───── 抜粋本文 ─────
2014年07月12日 20時57分56秒 | Weblog
 週間フライデーが「国谷キャスターは涙した/安倍官邸がNHKを"土下座"させた一部始終」というスクープ記事を掲載した。この記事についてはネット上でも様々なサイトが取り上げている。下はその一つ。

【週刊フライデーが衝撃のスクープ】安倍官邸がNHKを恫喝!NHK側土下座と国谷キャスター涙
http://matome.naver.jp/odai/2140503940426178901


 あれだけの批判を浴びながら堂々と居座る籾井NHK会長。NHKにはどこにも世論が反映する余地はなさそうだ。小泉政権登場で政治がエンターテインメントになるまでは、NHKはそれなりにバランスのとれた番組構成をしていた。というより民放のニュース番組はごく一部を除いてかなり底が浅かったのだ。そのぶんNHKに対する期待や信頼度は高かった。
───── 提供資料 ─────
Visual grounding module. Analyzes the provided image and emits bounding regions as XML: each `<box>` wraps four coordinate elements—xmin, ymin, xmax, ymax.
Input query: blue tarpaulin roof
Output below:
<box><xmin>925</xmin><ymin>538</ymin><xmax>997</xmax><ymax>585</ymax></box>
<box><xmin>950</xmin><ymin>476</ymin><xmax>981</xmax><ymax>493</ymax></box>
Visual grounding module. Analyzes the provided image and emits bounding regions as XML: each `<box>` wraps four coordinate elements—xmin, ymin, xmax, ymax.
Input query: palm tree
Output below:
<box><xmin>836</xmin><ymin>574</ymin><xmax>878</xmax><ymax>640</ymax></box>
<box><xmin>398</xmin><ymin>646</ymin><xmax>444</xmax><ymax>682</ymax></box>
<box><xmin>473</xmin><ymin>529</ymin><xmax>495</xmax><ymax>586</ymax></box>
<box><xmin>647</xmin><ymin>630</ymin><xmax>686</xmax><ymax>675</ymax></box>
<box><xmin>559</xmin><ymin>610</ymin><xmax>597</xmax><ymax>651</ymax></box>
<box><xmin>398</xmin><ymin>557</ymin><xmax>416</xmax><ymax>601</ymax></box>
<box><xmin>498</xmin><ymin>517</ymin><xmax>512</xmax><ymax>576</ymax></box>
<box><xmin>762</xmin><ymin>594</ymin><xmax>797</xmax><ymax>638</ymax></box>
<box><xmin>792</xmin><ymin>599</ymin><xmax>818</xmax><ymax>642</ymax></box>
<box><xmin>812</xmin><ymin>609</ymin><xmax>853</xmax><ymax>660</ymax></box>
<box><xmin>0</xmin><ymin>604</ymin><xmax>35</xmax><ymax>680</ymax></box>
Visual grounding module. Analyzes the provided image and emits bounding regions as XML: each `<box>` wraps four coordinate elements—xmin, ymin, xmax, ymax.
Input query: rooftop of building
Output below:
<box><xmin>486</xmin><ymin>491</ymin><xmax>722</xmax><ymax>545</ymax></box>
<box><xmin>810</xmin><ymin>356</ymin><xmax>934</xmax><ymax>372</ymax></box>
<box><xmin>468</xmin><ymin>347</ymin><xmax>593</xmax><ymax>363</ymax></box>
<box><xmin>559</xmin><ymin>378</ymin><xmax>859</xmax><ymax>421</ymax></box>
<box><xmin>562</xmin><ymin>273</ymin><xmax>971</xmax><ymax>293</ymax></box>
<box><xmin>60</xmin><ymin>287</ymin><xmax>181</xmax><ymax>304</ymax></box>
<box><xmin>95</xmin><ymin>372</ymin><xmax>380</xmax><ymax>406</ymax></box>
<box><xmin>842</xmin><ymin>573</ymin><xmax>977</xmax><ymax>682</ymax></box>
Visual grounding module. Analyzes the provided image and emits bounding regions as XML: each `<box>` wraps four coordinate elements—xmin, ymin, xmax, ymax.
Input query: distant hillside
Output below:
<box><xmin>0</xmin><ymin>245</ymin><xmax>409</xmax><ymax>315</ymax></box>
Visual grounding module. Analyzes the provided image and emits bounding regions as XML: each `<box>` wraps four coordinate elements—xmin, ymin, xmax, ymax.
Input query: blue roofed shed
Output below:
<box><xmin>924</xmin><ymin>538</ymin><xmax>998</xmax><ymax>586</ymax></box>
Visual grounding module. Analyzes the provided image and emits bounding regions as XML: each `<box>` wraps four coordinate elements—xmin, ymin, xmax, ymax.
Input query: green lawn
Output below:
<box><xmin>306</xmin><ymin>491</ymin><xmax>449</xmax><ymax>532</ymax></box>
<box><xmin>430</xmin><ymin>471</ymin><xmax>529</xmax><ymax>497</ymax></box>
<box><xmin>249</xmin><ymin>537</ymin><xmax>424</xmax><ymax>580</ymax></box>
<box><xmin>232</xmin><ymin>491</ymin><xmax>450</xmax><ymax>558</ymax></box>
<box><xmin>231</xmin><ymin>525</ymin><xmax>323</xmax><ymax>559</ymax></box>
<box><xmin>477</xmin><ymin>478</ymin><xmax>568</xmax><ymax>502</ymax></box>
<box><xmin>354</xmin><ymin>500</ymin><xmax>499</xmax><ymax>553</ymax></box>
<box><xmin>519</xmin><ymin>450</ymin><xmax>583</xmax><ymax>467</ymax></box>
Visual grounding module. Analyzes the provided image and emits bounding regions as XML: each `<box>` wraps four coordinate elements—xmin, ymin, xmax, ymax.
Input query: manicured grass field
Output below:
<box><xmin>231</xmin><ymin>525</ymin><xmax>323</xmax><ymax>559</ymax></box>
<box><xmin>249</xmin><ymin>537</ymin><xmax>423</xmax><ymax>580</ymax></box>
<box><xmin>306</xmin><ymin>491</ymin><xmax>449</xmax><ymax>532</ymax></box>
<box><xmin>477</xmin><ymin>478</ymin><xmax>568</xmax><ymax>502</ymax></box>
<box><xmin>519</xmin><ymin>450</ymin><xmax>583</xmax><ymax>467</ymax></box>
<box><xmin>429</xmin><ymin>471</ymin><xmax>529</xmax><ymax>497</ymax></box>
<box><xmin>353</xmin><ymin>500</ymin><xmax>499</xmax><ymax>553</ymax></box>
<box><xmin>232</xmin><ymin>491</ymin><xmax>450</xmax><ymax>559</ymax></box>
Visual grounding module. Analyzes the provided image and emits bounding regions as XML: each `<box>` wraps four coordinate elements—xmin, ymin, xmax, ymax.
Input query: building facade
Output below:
─────
» **練習課題**:
1/ 抜粋本文では、籾井NHK会長はどのような様子だと書かれていますか。
2/ 抜粋本文に名字が出てくる人物を、登場順にすべて挙げなさい。

» **練習の解答**:
1/ あれだけの批判を浴びながら、堂々と居座っている様子です。

2/ 国谷、安倍、籾井、小泉